REQUIRED WORK. Output every line of the material below word for word, omitting the picture.

RECORD EXCERPTS.
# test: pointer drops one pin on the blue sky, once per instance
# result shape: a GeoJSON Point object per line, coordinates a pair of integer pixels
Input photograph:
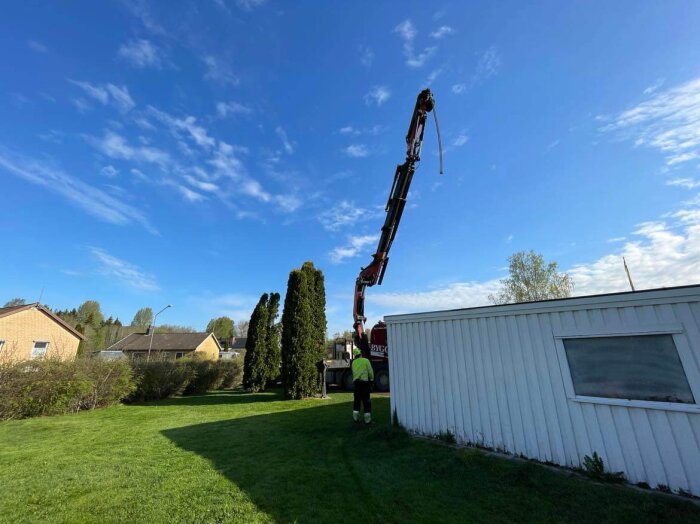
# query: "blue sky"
{"type": "Point", "coordinates": [194, 152]}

TASK SOLUTION.
# test: pointer drops one pin on the blue sky, once per instance
# result shape: a GeoJSON Point object per line, coordinates a pair of integer pixels
Input photograph:
# query: "blue sky"
{"type": "Point", "coordinates": [194, 152]}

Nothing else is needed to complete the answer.